Segment Start: PAGE TEXT

ETA on Jan 10th/08: I lost 10lbs by November, 2007 and that's where the weight loss ended.... for now.
Last edited by rmacburn; 01-11-2008 at 07:48 PM.
I just wanted to thank the women that have taken the time to send me a message about their own traumatic birth experience and to say that they understand. While I would never wish these experiences and feelings upon my worst enemy, it is nice to know that I'm not alone in the world feeling this way.
Last night I was thinking about the recovery period at home following the c-section. I had forgot how often I cried out of frustration for the first couple of weeks post partum.
I didn't have that typical feeling that the incision might rip open, but every movement caused pain. It took 20 tiny movements just to roll over in bed and getting out of bed required a strategic game plan. It was frustrating to say the least, and if it wasn't for the support of my husband I would have been seriously restricted in my ability to care for my newborn. After a while, I would start to feel better and I would increase my level of activity.. only to be in 10 times as much pain by the end of the day.
I cried a lot. Not because of the pain itself necessarily, but because I was frustrated that I couldn't do anything normally. This period of time lasted about 14 days. I don't know what I'll do if I end up with another section for baby #2 and I have a toddler running around... but what do I need to worry about? I'm not having another section.
Cheri22 got back to me with the rest of my reading...
Originally Posted by Cheri22
As mention I am seeing a BOY coming your way.
When it comes to your son would tell you that i See him as someone who is very good with people. Is awlays himself and never feels the need to try and be someone that he is not. I see him with light colored hair and light colored eyes and a very easy going genuine smile.
I think that you will find that he is someone who is pretty much up for anything, is always willing to go out with a friend and try something new is going to have a wide variety of interests and seems to be good at pretty much every sport that he tries. I see him being closer to 5'11 in height with nice broad shoulders.
he is someone who I would consider a good "mentor' people feel comfortable coming to him for advice, the respect his opinons and often gives advice that he himself would follow. I think that you will find that your son is someone who is very easy to talk to, listens well, and often is helpful when in a situation that you can't solve on your own. I see your son as someone who too is a bit "spiritual" and really does believe in alot of things. Always has hope and his positive nature to "lead" him and finds ways of coping with stress so that its not overwhleming.
When it comes to career paths, I see him working in a recreation centre often teaching various kids programs, or sports related programs. He also volunteers at a local "office" for boys who need guidance. usually ones that are close to having to goto "juvie" or had a run in with the law. hes a " mentor" someone that they can look up to and he offers guidance. Trying to connect them with people that can help them achieive their goals.
When it comes to marriage I see him closer to 23, they will have one boy of thier own.
My future son actually sounds a lot like my husband.

Segment End: PAGE TEXT

• [WORK INSTRUCTIONS] Write out the stretch of the forum post from "Last night I" through "of the day." word for word. The rows after this are separate from the forum post.

Segment Start: RECORD EXTRACTS

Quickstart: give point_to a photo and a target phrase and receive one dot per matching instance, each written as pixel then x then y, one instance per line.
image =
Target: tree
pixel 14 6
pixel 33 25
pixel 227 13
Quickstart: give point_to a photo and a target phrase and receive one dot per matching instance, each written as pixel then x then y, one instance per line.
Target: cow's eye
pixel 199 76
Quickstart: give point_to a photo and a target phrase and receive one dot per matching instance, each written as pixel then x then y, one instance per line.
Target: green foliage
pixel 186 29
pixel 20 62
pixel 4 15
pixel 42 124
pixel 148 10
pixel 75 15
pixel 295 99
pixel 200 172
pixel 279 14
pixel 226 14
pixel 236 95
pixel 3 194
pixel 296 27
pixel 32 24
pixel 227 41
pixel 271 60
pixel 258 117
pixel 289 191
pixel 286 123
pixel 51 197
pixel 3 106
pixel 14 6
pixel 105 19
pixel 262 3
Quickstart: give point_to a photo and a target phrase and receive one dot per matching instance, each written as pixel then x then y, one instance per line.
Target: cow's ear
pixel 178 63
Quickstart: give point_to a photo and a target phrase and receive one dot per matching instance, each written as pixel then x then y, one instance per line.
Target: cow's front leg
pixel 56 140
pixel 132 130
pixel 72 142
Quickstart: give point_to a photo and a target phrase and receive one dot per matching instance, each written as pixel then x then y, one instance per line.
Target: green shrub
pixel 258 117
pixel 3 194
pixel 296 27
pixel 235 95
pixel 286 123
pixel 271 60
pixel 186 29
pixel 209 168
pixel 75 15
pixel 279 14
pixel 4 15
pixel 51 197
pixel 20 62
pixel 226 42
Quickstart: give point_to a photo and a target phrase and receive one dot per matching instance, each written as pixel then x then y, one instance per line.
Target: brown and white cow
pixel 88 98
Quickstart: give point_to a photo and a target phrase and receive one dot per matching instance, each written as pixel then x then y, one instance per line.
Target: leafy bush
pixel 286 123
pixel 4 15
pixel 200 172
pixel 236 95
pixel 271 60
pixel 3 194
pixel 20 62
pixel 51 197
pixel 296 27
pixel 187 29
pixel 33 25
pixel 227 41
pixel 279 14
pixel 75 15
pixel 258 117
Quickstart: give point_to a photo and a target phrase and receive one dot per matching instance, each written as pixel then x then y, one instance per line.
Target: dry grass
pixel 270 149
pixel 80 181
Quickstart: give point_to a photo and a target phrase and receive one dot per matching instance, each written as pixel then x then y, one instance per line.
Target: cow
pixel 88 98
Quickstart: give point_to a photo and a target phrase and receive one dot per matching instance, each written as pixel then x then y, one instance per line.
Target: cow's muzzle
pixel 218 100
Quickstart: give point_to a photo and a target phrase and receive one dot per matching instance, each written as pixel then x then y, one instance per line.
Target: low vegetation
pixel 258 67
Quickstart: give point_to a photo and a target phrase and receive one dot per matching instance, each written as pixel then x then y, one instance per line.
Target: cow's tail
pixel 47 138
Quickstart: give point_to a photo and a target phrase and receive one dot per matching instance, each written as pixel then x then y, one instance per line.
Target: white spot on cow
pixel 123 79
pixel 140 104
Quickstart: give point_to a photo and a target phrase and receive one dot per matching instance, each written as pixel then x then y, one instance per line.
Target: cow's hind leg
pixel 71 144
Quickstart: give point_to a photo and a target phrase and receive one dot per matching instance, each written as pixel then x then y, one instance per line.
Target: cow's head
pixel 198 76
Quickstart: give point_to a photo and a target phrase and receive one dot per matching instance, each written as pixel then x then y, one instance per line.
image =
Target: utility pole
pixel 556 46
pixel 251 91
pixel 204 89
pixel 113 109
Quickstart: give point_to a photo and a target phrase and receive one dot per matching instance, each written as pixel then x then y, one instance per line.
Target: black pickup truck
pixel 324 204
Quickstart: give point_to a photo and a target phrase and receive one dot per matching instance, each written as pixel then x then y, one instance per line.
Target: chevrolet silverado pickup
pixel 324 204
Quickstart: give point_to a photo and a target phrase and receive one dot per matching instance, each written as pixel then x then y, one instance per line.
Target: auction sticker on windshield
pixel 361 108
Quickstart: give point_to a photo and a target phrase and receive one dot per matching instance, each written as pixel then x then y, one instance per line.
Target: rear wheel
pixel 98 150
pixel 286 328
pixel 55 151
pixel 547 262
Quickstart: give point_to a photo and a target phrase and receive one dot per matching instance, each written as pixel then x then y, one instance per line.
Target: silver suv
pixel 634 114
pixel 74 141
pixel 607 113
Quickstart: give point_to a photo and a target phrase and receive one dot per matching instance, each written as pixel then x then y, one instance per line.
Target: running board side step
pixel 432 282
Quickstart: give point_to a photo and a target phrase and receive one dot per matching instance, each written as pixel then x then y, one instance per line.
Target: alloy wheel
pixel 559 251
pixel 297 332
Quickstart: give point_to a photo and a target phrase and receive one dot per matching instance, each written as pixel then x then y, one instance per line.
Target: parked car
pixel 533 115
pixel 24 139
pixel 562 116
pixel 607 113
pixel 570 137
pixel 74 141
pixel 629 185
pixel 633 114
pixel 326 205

Segment End: RECORD EXTRACTS

• [RESPONSE BOX]
Last night I was thinking about the recovery period at home following the c-section. I had forgot how often I cried out of frustration for the first couple of weeks post partum.
I didn't have that typical feeling that the incision might rip open, but every movement caused pain. It took 20 tiny movements just to roll over in bed and getting out of bed required a strategic game plan. It was frustrating to say the least, and if it wasn't for the support of my husband I would have been seriously restricted in my ability to care for my newborn. After a while, I would start to feel better and I would increase my level of activity.. only to be in 10 times as much pain by the end of the day.